TASK PROMPT
Show each line from the records below in which the word "grass" occurs.

GIVEN RECORDS
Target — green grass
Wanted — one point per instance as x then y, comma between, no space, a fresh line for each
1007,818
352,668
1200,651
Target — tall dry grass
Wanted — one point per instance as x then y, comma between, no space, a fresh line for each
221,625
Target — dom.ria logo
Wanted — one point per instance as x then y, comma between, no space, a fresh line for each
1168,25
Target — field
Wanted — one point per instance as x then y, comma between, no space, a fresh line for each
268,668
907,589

* * *

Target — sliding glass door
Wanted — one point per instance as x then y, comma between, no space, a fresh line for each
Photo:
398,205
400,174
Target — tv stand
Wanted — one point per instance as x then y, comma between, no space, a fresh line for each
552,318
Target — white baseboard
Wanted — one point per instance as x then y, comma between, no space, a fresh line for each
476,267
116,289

---

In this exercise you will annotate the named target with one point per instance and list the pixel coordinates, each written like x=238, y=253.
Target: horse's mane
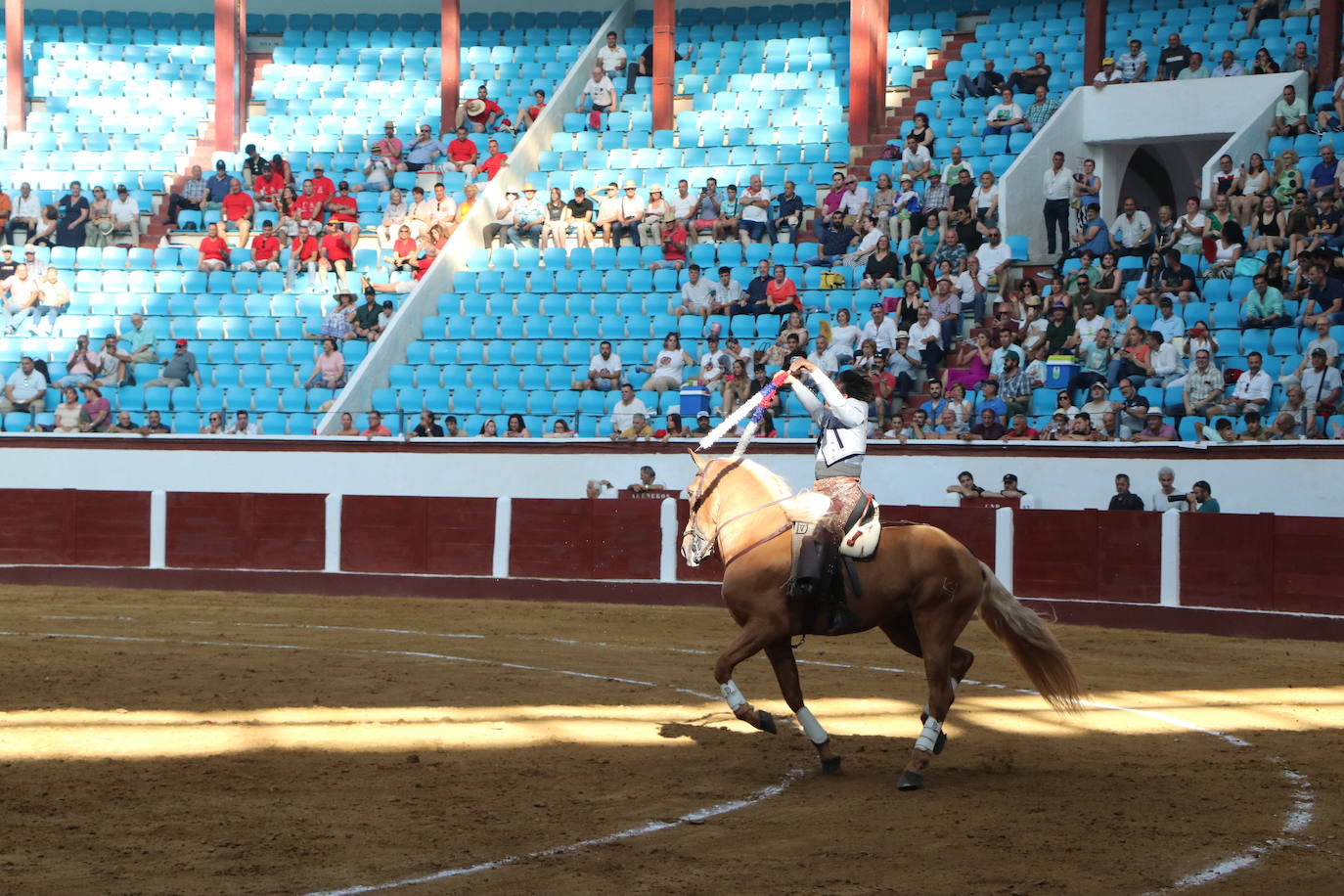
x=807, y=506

EXERCISE RESPONSE
Target — green grass
Target — tall dry grass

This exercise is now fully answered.